───── Material for this exercise ─────
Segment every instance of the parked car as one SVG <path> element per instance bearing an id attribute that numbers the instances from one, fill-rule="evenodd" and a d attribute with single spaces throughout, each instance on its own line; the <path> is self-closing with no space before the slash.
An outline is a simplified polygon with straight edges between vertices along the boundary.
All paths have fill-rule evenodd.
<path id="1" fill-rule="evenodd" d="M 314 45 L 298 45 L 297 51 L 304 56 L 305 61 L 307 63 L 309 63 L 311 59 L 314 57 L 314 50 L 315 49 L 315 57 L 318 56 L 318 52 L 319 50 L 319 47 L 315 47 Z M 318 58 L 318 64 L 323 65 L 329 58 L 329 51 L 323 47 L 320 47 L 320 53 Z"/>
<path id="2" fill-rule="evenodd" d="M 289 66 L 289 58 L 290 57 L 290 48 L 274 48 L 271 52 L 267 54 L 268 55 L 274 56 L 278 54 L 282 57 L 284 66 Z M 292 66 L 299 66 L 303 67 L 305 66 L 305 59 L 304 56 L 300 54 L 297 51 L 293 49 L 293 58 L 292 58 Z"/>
─────
Change "parked car" to "stationary vehicle" throughout the material above, and write out all of its lines again with nothing else altered.

Segment every instance of the stationary vehicle as one SVG <path> element per instance bearing an id attribute that numbers the instances from one, fill-rule="evenodd" and a d attribute with single spaces throughout, each instance on its own line; the <path> is self-closing with no space before the slash.
An outline is a simplified polygon with straight edges between vertices along the boundary.
All paths have fill-rule evenodd.
<path id="1" fill-rule="evenodd" d="M 314 45 L 298 45 L 297 51 L 304 56 L 305 61 L 307 63 L 309 63 L 311 59 L 314 57 L 314 50 L 315 49 L 315 57 L 318 56 L 318 52 L 319 50 L 319 47 L 315 47 Z M 318 58 L 318 64 L 323 65 L 329 58 L 329 51 L 323 47 L 320 47 L 320 53 Z"/>
<path id="2" fill-rule="evenodd" d="M 289 66 L 289 58 L 290 57 L 290 48 L 274 48 L 271 52 L 267 54 L 268 55 L 274 56 L 278 54 L 282 57 L 284 66 Z M 292 66 L 299 66 L 303 67 L 305 66 L 305 59 L 304 56 L 300 54 L 297 51 L 293 49 L 293 58 L 292 58 Z"/>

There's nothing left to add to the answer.